### What is asked
Copy out all the rows below with "every instance" replaced by "each separate instance" everywhere it appears, and change nothing else. Omit the pictures.
>> begin
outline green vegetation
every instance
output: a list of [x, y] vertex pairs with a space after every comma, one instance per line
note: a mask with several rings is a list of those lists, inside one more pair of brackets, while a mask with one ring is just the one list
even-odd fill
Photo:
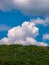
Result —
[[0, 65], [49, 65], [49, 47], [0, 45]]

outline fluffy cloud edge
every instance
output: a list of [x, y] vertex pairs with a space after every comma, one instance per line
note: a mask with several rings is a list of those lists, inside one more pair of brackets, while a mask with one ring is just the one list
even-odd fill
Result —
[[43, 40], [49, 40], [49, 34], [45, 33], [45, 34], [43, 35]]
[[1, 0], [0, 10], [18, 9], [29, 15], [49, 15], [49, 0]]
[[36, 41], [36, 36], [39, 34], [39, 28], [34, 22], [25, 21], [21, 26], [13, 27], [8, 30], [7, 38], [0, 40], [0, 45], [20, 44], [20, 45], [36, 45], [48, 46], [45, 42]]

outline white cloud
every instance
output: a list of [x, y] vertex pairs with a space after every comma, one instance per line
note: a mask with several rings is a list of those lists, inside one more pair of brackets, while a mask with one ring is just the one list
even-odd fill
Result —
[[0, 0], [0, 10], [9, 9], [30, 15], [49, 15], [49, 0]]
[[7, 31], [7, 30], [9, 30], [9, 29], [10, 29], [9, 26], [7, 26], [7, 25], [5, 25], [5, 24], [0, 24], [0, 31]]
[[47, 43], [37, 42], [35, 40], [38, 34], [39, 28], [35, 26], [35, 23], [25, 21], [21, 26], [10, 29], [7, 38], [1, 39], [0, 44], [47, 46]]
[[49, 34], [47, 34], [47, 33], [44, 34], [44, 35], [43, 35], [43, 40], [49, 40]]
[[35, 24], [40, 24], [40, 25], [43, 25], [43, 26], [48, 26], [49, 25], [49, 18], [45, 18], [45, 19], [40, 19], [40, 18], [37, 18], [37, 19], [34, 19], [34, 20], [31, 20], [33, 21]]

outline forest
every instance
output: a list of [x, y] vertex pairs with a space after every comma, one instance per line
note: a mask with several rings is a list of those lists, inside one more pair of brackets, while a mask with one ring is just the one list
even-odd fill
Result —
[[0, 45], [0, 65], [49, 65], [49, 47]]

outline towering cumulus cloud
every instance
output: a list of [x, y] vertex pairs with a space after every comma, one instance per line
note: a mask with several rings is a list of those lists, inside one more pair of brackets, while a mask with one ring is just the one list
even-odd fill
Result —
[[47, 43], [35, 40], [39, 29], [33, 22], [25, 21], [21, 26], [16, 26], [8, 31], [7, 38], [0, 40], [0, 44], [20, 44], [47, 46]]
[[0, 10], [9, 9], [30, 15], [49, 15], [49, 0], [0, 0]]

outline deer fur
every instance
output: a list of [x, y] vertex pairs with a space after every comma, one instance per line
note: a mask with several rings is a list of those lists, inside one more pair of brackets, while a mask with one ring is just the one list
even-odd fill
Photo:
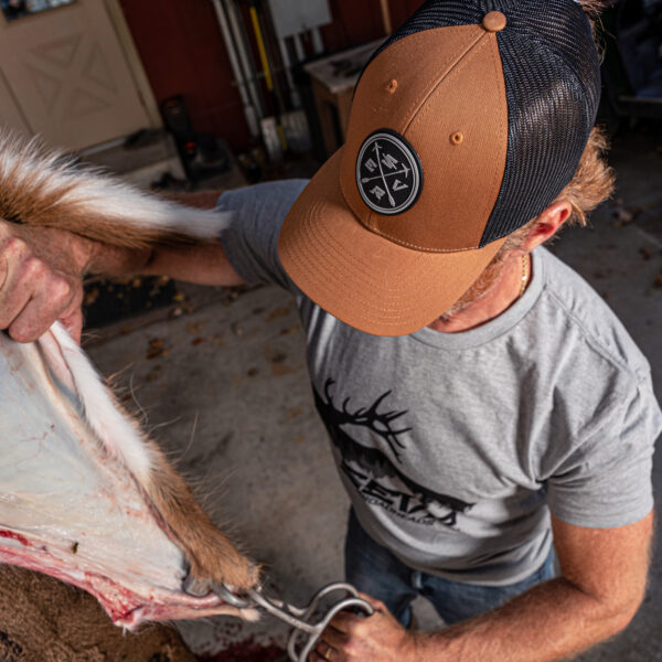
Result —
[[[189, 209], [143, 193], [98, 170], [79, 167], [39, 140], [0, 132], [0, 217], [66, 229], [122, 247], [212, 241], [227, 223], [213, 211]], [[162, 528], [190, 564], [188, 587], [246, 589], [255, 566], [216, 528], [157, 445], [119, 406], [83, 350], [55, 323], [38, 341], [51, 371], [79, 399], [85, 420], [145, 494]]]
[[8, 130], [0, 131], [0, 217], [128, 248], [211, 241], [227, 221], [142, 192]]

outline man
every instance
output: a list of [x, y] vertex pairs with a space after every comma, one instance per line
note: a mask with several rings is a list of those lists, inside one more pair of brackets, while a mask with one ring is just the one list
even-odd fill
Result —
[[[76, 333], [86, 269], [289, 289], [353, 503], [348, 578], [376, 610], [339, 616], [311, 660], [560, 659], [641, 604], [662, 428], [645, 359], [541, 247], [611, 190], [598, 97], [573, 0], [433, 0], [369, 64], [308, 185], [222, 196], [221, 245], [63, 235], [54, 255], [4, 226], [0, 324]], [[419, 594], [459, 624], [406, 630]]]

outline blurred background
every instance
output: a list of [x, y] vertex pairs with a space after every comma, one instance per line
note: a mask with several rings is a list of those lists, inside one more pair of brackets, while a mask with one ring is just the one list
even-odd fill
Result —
>> end
### The response
outline green vegetation
each separate instance
output: a list of [x, y] vertex pairs with a space after every comma, one instance per line
note: a mask with several rings is a list of those lists, inside one more pair of brackets, while a mask with one ring is just the one list
even-odd fill
Photo:
Result —
[[0, 65], [49, 65], [49, 47], [0, 45]]

outline fluffy cloud edge
each separate instance
output: a list of [x, y] vertex pairs with a space after every comma, one instance per line
note: a mask with several rings is a list of those lists, inside one more pair of brackets, while a mask with one ring is just the one list
even-odd fill
Result —
[[43, 40], [49, 40], [49, 34], [45, 33], [45, 34], [43, 35]]
[[1, 0], [0, 10], [18, 9], [29, 15], [49, 15], [49, 0]]
[[36, 41], [36, 36], [39, 34], [39, 28], [34, 22], [25, 21], [21, 26], [13, 27], [8, 30], [7, 38], [0, 40], [0, 45], [20, 44], [20, 45], [36, 45], [48, 46], [45, 42]]

outline white cloud
each separate instance
output: a list of [x, y] vertex pairs with a space after every comma, one instance per line
note: a mask with several rings is a list of those lists, inside one more pair of brackets, while a mask with one ring is just the one list
even-odd fill
Result —
[[0, 0], [0, 10], [9, 9], [30, 15], [49, 15], [49, 0]]
[[7, 31], [7, 30], [9, 30], [9, 29], [10, 29], [9, 26], [7, 26], [7, 25], [5, 25], [5, 24], [0, 24], [0, 31]]
[[47, 43], [37, 42], [35, 40], [38, 34], [39, 28], [35, 26], [35, 23], [25, 21], [21, 26], [10, 29], [7, 38], [1, 39], [0, 44], [47, 46]]
[[49, 34], [47, 34], [47, 33], [44, 34], [44, 35], [43, 35], [43, 40], [49, 40]]
[[35, 24], [40, 24], [40, 25], [43, 25], [43, 26], [48, 26], [49, 25], [49, 18], [45, 18], [45, 19], [40, 19], [40, 18], [37, 18], [37, 19], [34, 19], [34, 20], [31, 20], [33, 21]]

outline forest
each separate instance
output: a list of [x, y] vertex pairs with a space after every comma, one instance per line
note: a mask with several rings is a list of those lists, inside one more pair of brackets, while a mask with one ring is just the one list
even-odd fill
Result —
[[0, 45], [0, 65], [49, 65], [49, 47]]

outline towering cumulus cloud
each separate instance
output: a list of [x, y] vertex pairs with a space after every comma, one instance per line
note: a mask with several rings is a list of those lists, inside one more pair of brackets, while a mask with one ring is just the one list
even-odd fill
Result —
[[47, 43], [35, 40], [39, 29], [33, 22], [25, 21], [21, 26], [16, 26], [8, 31], [7, 38], [0, 40], [0, 44], [20, 44], [47, 46]]
[[0, 10], [9, 9], [30, 15], [49, 15], [49, 0], [0, 0]]

outline deer fur
each separate instance
output: a list of [x, y] vertex pairs with a space after every comma, one instance per line
note: a mask with several rings is a list of those lists, inside one more pair of brackets, while a mask with one ring is just the one list
even-odd fill
Photo:
Result —
[[[189, 209], [143, 193], [98, 170], [79, 167], [39, 140], [0, 132], [0, 217], [66, 229], [122, 247], [212, 241], [227, 223], [213, 211]], [[162, 528], [190, 564], [188, 587], [246, 589], [255, 566], [216, 528], [157, 445], [119, 406], [83, 350], [55, 323], [38, 341], [51, 371], [79, 399], [85, 420], [145, 494]]]
[[8, 130], [0, 131], [0, 217], [128, 248], [211, 241], [227, 221], [142, 192]]

outline man
each separate instance
output: a list of [x, y] vertex pairs with a space after every comma, one instance per line
note: a mask with several rings is a list of those lists, inside one more pair of brackets, while a mask with one ring is just the one list
even-odd fill
Result —
[[[76, 333], [86, 269], [289, 289], [353, 503], [348, 578], [376, 610], [339, 616], [311, 660], [560, 659], [641, 604], [662, 428], [645, 359], [541, 247], [611, 190], [598, 97], [573, 0], [433, 0], [369, 64], [308, 185], [222, 196], [221, 245], [63, 235], [54, 255], [4, 226], [0, 324]], [[419, 594], [459, 624], [406, 630]]]

outline blurred background
each separate instance
output: a list of [x, y] vertex pairs with a space after every comma, one instance per line
note: a mask with several rings is a list of those lists, inside one more pair of brackets, while a mask with one ring is just the one list
even-odd fill
Result —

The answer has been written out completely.